* [TEXT EXCERPT]
DOMELRE (an acronym of Domestic Electric Refrigerator) was one of the first domestic electrical refrigerators, invented by Frederick William Wolf Jr. (1879–1954) in 1913 and produced starting in 1914 by Wolf's Mechanical Refrigerator Company in Chicago. Several hundred units were sold, which made it the most commercially successful product out of several competing designs of its time. The unit replaced the block of ice in the icebox with an electrical-powered cooling device, and was completely automatic.

Often labelled as the "first electrical refrigerator" or similar, It has been described as "revolutionary" in the history of domestic refrigeration.

== History ==
DOLMERE was invented by Frederick William Wolf Jr. (American engineer also known as Fred W. Wolf Jr., 1879-1954), a charter member of the American Society of Refrigerating Engineers, in 1913. An estimated several hundred to thousands of units were produced starting in 1914 by his Mechanical Refrigerator Company in Chicago. Fred Heideman was also involved in the unit's design. In 1916 Wolf sold the rights to the invention to Henry Joy, president of Packard Motor Car Company in Detroit, which released an upgraded version under the name ISKO. Having sold about a thousand more models, Joy's company nonetheless went bankrupt in 1922.

Commercially, DOMELRE was described as "a quick hit". The unit was considered relatively inexpensive for its time. The original model was sold for $900 ($24,450 in 2021 dollars); the 1916 model was priced at $385 in 1916 ($9,600 in 2021 dollars), later dropping to $275 ($6,850 in 2021 dollars). 525 were sold.

* [DATA LISTING]
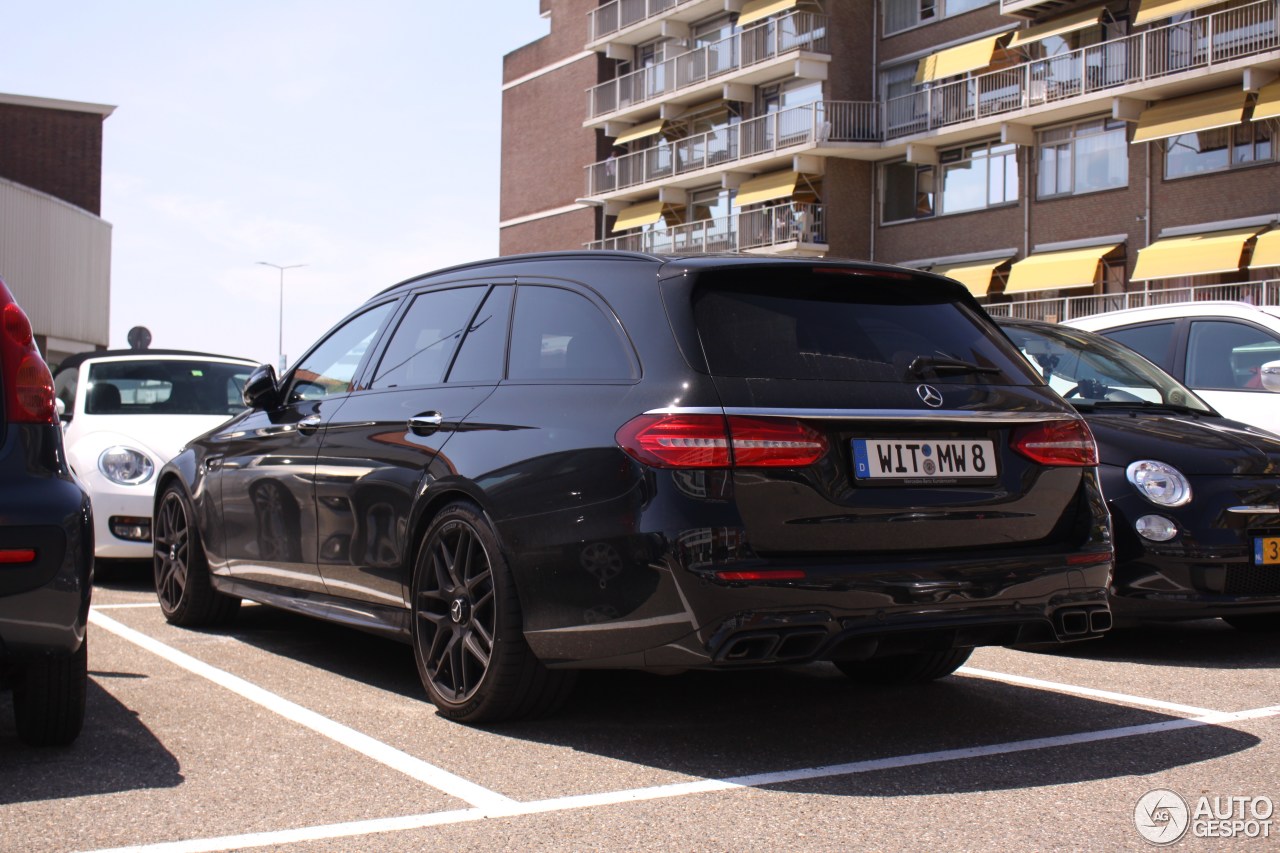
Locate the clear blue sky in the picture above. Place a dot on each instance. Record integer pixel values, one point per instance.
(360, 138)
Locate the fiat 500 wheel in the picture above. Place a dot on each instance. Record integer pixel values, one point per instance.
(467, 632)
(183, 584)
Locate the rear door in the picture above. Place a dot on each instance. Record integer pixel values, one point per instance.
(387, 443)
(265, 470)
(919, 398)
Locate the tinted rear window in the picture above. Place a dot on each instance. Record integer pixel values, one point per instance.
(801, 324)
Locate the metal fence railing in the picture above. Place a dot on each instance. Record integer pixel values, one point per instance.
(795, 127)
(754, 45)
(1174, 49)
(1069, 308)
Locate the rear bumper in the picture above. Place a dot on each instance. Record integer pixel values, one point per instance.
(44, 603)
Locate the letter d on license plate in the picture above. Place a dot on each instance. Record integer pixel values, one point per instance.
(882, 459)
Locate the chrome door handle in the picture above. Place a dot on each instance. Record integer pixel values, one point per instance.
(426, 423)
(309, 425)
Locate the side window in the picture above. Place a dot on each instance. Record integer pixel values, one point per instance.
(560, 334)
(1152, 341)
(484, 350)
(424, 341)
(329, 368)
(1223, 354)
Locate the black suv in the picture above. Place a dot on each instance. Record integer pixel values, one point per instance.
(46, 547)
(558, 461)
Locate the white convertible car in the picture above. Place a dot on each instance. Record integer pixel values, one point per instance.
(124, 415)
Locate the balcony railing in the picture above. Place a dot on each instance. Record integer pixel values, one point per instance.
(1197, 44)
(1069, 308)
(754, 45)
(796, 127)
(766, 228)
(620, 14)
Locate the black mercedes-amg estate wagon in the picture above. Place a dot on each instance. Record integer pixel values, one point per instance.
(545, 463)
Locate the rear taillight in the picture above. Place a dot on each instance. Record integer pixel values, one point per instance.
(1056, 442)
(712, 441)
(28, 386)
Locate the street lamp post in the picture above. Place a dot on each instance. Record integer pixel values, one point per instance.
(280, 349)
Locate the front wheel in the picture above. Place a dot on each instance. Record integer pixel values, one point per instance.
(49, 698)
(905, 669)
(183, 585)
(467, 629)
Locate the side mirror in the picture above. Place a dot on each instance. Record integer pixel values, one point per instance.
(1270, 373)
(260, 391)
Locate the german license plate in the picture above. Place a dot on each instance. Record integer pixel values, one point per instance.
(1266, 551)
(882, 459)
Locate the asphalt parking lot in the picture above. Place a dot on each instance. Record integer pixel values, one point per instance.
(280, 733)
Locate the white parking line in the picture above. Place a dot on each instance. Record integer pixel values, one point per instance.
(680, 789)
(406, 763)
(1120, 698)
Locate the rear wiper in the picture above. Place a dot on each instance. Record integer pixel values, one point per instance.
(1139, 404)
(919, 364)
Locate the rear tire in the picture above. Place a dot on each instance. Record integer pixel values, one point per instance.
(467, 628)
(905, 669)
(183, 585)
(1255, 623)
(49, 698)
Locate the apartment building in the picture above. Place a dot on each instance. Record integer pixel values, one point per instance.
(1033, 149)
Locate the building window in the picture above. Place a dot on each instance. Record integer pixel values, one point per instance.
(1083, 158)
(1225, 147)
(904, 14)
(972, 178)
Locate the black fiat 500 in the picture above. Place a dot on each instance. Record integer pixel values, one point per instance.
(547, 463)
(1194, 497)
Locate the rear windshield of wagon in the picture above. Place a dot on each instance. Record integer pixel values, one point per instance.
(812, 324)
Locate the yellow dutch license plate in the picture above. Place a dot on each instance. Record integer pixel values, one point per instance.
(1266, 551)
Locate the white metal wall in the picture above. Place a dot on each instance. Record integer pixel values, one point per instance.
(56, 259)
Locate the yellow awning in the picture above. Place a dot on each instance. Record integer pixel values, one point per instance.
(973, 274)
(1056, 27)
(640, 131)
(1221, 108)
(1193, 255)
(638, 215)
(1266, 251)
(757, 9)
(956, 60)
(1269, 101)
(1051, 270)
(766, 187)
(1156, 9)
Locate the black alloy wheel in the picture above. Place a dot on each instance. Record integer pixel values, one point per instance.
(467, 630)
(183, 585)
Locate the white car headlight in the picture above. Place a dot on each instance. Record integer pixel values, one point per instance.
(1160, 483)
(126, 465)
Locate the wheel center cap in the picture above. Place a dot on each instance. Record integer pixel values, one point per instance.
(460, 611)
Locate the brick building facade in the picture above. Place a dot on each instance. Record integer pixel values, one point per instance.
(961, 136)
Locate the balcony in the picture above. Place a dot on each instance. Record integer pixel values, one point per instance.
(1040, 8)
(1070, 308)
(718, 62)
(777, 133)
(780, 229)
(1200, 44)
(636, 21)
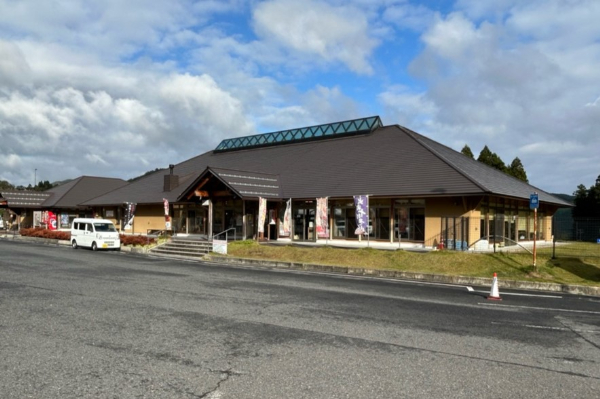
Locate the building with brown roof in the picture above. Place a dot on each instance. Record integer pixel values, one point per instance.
...
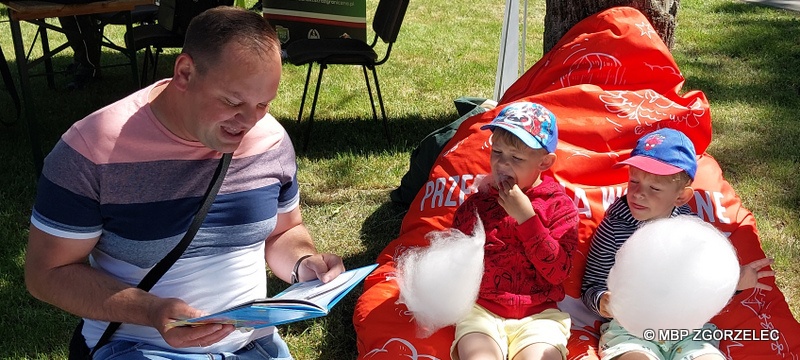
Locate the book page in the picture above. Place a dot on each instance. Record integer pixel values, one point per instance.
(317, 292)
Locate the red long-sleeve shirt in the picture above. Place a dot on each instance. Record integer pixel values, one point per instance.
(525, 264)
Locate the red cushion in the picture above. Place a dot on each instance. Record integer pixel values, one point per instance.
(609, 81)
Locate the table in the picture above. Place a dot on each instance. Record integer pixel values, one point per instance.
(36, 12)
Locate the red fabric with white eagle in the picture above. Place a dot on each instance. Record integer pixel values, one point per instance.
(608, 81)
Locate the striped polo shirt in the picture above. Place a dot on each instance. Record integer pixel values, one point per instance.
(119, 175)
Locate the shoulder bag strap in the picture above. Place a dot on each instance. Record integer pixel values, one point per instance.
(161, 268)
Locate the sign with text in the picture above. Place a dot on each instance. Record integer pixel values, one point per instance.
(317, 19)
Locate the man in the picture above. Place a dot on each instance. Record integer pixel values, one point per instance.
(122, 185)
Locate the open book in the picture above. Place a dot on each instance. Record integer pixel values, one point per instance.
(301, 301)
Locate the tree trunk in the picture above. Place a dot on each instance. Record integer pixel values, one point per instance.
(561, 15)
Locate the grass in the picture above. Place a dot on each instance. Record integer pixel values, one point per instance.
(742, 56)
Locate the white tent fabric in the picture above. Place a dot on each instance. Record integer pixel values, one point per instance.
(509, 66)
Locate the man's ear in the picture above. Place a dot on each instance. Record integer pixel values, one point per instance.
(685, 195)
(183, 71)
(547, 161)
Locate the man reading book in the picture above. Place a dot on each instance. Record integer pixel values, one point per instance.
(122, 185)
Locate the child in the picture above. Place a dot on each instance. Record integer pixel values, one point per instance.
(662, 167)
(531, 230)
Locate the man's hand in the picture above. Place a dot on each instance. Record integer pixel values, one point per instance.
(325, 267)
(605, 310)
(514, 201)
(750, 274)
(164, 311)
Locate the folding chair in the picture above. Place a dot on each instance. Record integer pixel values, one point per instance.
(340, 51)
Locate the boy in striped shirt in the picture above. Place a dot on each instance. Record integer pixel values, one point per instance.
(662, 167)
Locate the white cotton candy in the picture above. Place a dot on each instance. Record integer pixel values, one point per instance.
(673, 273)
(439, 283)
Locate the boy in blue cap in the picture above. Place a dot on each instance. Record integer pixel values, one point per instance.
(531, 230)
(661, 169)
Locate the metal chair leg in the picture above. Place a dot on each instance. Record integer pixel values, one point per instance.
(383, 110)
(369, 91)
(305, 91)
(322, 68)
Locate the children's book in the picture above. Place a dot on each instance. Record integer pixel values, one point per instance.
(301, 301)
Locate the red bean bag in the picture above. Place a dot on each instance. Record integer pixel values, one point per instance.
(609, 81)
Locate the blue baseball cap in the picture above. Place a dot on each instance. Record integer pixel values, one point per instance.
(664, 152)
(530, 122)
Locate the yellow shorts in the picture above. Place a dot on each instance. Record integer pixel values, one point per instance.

* [PROBLEMS TO WORK ON]
#1 According to the text on the DOMELRE refrigerator, to whom did Wolf sell the rights to the invention in 1916?
#2 What is the Spanish translation of this sentence from the DOMELRE refrigerator text: "The unit was considered relatively inexpensive for its time."
#3 Carry the DOMELRE refrigerator text forward from its last sentence.
The data has nothing to do with the text on the DOMELRE refrigerator.

* [ANSWERS BY ITEM NUMBER]
#1 Henry Joy, president of Packard Motor Car Company in Detroit.

#2 La unidad se consideraba relativamente económica para su época.

#3
== Significance ==
DOMELRE has been described as "revolutionary" in the history of domestic refrigeration. It has been described as the "first domestic refrigerator", the "first household refrigerator", the "first electrical refrigerator", the "first successful, mass marketed package automatic electric refrigeration unit", "the first plug-in refrigeration unit", "the first mass-produced small refrigeration system", "the first electric household refrigerator to survive its infancy" or just as "the domestic electric refrigerator".

According to ASHRAE, DOMELRE contained a number of innovations not found in prior domestic refrigerators, such as offering automatic temperature control by thermostat, an air cooled condenser that did not require water, and not the least, it also introduced a freezing tray for ice cubes.

A 2005 assessment of the history of the ice delivery business in the New York Times concluded that the technology that DOMELRE pioneered gradually led to the end of that business in New York by 1950.